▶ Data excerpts

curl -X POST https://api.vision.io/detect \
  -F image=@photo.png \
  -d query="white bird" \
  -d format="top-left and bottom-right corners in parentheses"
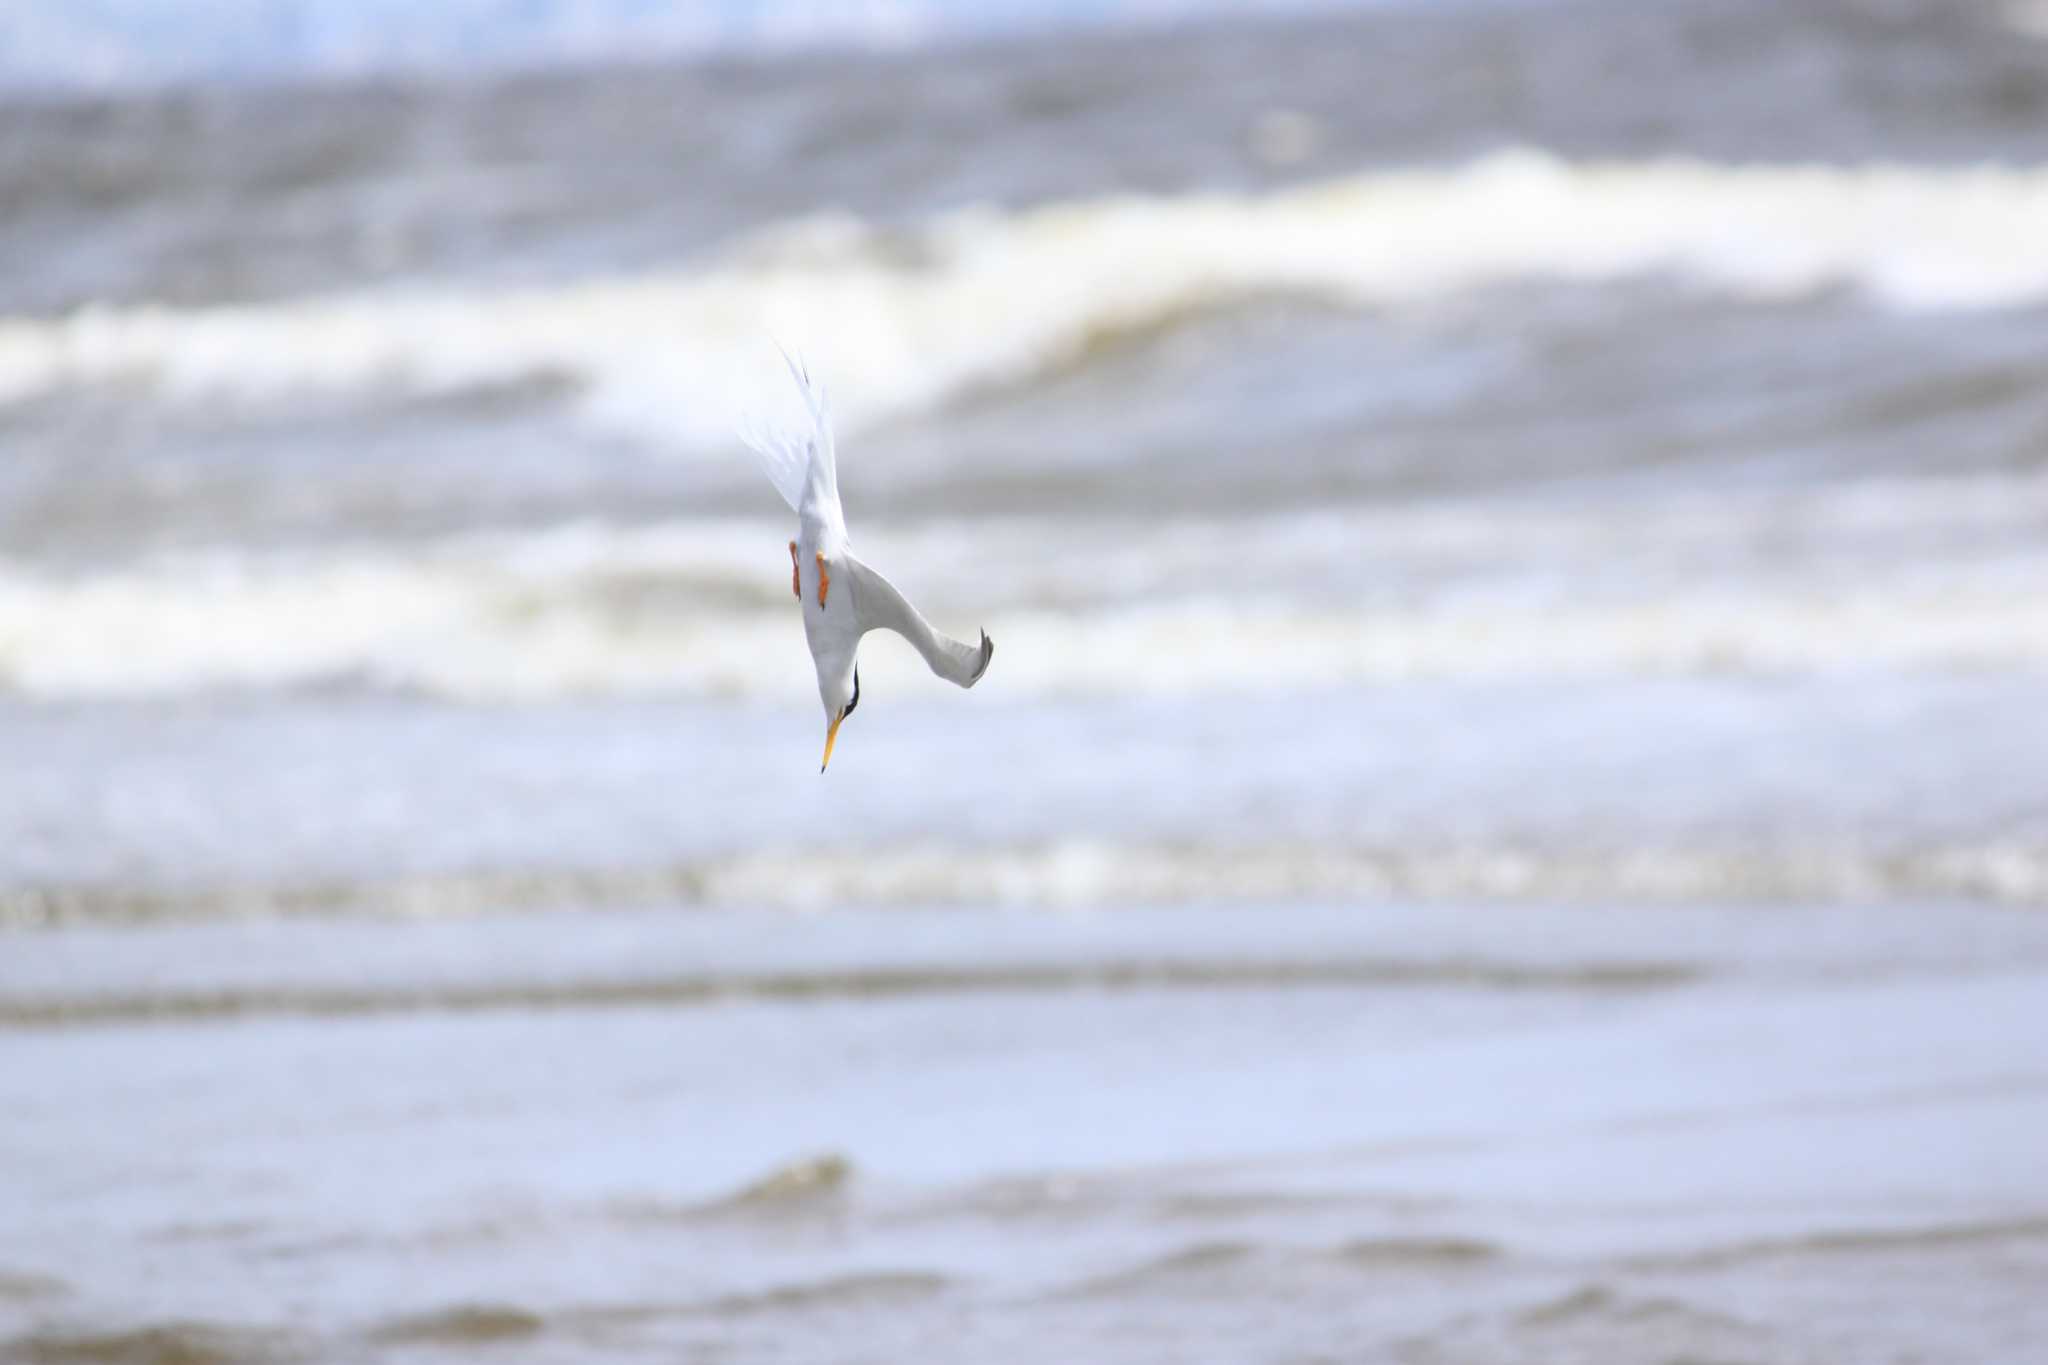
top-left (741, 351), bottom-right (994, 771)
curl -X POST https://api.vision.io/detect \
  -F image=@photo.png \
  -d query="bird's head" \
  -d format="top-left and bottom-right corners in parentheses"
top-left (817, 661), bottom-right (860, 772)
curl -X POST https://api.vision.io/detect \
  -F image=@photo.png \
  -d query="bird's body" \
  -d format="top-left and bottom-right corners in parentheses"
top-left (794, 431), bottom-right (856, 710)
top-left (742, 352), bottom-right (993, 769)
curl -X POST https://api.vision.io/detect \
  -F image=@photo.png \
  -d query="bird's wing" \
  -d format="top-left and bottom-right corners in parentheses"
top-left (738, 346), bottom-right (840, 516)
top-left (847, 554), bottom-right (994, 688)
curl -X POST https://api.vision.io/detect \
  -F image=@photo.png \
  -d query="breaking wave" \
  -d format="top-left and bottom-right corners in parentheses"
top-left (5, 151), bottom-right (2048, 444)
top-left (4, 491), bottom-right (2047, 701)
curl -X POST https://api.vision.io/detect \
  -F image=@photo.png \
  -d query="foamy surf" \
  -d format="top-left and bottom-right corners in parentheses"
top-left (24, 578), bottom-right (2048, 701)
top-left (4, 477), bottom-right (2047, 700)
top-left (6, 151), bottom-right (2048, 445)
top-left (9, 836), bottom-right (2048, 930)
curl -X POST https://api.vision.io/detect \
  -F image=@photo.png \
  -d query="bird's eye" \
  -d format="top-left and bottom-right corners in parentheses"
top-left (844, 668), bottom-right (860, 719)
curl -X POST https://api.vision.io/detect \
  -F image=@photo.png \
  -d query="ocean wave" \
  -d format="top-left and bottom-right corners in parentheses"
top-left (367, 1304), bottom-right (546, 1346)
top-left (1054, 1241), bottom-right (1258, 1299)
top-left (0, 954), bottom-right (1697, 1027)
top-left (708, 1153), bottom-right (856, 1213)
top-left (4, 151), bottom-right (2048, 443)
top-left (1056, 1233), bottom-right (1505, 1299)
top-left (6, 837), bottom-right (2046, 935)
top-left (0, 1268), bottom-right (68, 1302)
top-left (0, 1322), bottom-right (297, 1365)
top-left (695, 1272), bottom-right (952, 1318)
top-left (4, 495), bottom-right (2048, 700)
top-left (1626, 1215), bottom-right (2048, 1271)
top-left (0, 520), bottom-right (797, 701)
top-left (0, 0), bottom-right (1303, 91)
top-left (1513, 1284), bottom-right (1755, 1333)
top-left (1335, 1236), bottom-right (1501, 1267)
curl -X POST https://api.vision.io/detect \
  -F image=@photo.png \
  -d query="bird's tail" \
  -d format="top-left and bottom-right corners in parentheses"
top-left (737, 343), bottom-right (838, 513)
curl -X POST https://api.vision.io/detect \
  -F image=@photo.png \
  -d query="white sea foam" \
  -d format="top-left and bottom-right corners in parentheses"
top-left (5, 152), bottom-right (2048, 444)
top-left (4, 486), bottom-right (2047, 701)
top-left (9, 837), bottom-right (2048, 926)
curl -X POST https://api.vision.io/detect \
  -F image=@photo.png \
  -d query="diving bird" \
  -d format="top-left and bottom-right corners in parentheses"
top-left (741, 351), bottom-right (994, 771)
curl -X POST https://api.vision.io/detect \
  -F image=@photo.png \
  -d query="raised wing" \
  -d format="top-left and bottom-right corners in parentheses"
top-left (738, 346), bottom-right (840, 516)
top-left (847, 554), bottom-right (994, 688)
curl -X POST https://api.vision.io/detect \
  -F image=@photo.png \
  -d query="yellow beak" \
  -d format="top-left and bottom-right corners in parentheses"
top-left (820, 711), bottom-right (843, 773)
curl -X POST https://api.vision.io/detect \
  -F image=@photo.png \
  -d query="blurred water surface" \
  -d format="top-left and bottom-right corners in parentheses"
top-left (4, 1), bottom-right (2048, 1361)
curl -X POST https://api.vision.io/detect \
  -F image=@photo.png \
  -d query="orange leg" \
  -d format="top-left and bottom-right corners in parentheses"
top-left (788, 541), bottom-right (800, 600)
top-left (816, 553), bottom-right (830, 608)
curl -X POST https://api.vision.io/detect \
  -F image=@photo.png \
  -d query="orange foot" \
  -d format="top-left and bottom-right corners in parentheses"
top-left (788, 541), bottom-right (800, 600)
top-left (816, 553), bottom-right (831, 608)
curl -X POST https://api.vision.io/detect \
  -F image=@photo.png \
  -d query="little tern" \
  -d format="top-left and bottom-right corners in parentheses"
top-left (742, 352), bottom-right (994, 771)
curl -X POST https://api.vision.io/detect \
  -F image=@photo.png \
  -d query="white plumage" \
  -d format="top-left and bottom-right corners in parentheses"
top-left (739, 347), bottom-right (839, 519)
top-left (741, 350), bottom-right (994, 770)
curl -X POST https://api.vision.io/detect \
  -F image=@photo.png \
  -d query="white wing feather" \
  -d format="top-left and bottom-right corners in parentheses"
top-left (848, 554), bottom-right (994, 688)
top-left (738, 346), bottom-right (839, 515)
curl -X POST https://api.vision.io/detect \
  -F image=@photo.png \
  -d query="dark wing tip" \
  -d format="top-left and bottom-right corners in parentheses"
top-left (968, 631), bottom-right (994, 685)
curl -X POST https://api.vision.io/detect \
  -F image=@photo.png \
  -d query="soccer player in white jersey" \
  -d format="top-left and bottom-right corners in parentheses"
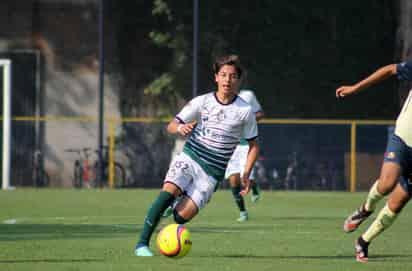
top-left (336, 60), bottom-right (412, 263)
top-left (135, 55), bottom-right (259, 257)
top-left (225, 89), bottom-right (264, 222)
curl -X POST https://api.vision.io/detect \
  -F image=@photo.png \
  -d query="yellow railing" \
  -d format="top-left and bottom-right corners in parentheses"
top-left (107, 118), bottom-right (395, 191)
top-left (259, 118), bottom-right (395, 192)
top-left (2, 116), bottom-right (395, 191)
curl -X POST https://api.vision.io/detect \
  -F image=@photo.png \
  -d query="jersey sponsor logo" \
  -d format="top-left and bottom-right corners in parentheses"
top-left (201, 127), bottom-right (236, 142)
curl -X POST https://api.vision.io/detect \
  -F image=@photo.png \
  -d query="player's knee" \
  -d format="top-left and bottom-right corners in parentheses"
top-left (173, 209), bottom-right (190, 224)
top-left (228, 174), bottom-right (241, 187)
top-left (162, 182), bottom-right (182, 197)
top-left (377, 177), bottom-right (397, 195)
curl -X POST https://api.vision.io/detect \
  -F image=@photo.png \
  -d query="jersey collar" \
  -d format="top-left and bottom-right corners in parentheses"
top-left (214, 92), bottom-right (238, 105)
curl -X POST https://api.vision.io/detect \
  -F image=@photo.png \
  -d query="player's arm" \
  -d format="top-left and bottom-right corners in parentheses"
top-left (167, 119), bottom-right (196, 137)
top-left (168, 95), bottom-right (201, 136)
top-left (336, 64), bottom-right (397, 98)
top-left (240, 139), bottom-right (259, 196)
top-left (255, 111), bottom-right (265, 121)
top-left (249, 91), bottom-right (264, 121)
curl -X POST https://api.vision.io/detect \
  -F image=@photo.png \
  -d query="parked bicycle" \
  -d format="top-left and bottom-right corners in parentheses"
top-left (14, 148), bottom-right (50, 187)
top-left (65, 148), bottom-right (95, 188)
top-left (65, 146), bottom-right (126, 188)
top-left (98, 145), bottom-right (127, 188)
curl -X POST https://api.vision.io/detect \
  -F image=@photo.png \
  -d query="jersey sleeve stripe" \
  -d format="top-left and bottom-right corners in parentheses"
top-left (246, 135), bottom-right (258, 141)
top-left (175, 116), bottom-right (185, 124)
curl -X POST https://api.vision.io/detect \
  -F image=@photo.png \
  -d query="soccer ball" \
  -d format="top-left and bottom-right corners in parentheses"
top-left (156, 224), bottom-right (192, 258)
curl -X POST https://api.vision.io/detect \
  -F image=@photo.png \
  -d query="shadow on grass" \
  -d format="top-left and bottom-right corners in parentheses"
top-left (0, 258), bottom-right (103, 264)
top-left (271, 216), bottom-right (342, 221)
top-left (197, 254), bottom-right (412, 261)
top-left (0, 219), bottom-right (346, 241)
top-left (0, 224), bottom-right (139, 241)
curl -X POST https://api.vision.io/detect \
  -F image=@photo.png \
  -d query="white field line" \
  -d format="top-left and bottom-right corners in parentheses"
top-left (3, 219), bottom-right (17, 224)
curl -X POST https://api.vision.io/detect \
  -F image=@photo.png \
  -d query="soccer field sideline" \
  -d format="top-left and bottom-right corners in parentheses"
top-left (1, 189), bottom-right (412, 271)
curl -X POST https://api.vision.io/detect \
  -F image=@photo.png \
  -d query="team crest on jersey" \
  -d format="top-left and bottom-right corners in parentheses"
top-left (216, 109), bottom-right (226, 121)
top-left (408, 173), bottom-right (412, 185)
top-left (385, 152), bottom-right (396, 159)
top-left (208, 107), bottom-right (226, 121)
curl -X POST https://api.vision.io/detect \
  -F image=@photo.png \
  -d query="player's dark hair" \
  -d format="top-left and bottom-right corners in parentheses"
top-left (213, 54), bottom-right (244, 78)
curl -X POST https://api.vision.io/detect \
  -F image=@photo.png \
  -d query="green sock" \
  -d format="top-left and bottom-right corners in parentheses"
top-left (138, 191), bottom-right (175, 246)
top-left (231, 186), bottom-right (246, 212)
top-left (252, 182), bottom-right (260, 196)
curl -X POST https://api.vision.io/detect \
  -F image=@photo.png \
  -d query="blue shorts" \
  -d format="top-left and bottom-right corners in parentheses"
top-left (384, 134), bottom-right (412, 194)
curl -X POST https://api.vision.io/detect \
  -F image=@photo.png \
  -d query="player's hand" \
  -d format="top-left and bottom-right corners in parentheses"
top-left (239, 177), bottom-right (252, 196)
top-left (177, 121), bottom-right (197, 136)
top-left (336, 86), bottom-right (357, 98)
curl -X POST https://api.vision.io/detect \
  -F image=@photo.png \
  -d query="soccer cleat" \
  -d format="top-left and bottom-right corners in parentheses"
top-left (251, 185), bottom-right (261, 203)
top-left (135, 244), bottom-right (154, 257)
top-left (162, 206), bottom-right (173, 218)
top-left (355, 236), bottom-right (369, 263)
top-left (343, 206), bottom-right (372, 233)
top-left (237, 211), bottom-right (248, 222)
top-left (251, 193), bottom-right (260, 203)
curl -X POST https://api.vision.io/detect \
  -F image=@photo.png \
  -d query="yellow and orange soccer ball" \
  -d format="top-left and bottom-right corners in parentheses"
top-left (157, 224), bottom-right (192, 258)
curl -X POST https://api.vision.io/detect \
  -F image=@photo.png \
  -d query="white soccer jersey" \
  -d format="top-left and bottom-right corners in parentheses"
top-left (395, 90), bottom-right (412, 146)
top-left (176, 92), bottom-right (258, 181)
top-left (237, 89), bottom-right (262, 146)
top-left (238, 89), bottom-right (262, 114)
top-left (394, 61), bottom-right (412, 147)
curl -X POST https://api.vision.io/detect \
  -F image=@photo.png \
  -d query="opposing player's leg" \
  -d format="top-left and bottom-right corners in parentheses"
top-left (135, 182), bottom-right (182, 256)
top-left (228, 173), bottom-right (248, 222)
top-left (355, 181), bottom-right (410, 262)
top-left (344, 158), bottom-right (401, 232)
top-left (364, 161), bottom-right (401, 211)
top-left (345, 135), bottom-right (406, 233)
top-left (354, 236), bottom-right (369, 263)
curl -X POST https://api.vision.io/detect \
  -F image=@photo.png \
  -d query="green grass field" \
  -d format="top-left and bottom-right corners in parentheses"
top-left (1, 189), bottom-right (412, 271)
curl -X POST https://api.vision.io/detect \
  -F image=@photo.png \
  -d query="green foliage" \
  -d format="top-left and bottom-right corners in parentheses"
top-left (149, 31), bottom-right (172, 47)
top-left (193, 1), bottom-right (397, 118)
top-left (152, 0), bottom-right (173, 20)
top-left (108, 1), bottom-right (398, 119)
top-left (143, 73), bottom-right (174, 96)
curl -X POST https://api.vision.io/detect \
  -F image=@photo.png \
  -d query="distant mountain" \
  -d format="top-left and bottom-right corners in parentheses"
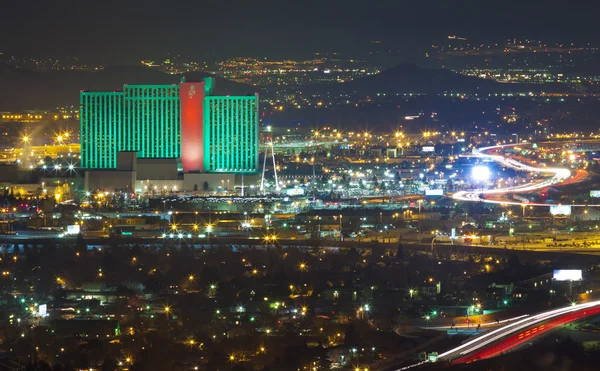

▶ Assigned task
Read the records above. Show each line that has the string "player".

▶ Response
  -d query="soccer player in white jersey" \
  -d query="player's knee" \
  -d query="player's arm" \
  -d query="player's dark hair" \
  -d query="player's hand" \
  -d query="opposing player's leg" \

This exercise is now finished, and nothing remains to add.